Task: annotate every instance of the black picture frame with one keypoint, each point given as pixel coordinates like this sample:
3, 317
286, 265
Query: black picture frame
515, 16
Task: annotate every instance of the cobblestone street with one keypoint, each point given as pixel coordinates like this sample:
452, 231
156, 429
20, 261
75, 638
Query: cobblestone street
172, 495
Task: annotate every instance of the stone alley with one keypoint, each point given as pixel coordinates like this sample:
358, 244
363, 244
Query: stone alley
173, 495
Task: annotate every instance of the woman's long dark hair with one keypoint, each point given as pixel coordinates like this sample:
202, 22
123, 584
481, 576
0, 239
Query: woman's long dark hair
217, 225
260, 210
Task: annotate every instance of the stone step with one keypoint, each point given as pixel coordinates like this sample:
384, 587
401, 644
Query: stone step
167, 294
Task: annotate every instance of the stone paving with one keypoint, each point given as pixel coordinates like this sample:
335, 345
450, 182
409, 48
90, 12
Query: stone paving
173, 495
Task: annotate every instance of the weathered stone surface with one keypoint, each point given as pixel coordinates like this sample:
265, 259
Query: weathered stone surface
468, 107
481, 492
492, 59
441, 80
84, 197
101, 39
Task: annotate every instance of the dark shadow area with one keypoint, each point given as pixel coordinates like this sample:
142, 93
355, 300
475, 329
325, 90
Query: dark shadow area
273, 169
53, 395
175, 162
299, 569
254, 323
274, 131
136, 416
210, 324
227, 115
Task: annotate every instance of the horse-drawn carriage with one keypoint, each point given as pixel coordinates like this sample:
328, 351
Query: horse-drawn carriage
****
**Given exercise:**
Take the line that contains "Task: annotate every instance of the cobblestone" and each line after it down to the last of the records, and retype them exactly; add nothing else.

**Expected output:**
Task: annotate every instance of the cobblestone street with one keypoint, each point given as pixel coordinates like this sample:
452, 231
156, 429
20, 261
75, 638
Query: cobblestone street
172, 495
Task: annotate every instance of the stone alley with one keypoint, each point given as pixel coordinates like this sample:
358, 244
363, 244
Query: stone alley
173, 495
Task: annotate every instance of the woman's long dark hair with one keypoint, each point given as pixel coordinates like this sample:
202, 22
123, 584
481, 576
0, 239
Query: woman's long dark hair
217, 225
260, 210
Task: annotate every instance of the stone step with one keypoint, each point given as pixel coordinates like this sample:
384, 587
401, 644
Query: stone step
167, 294
Task: annotate every instance of the stone paving with one keypoint, each point given as pixel coordinates like this sample:
335, 345
450, 182
409, 48
90, 12
Query: stone paving
173, 495
Task: annotate every instance of the weathered stone surface with one keypoint, each point given as pixel coordinates like this sample:
265, 259
Query: weathered stone surface
468, 107
481, 492
492, 59
441, 80
84, 197
101, 39
Task: annotate every instance of the dark shadow area with one keypoint, each point given as pixel coordinates like this sample:
142, 93
355, 300
475, 329
325, 90
Query: dark shadow area
273, 169
53, 395
175, 162
299, 569
254, 323
274, 131
136, 416
210, 324
227, 115
Task: annotate every instance of the horse-drawn carriage with one keypoint, each point given as pixel coordinates like this sample:
328, 351
Query: horse-drawn carriage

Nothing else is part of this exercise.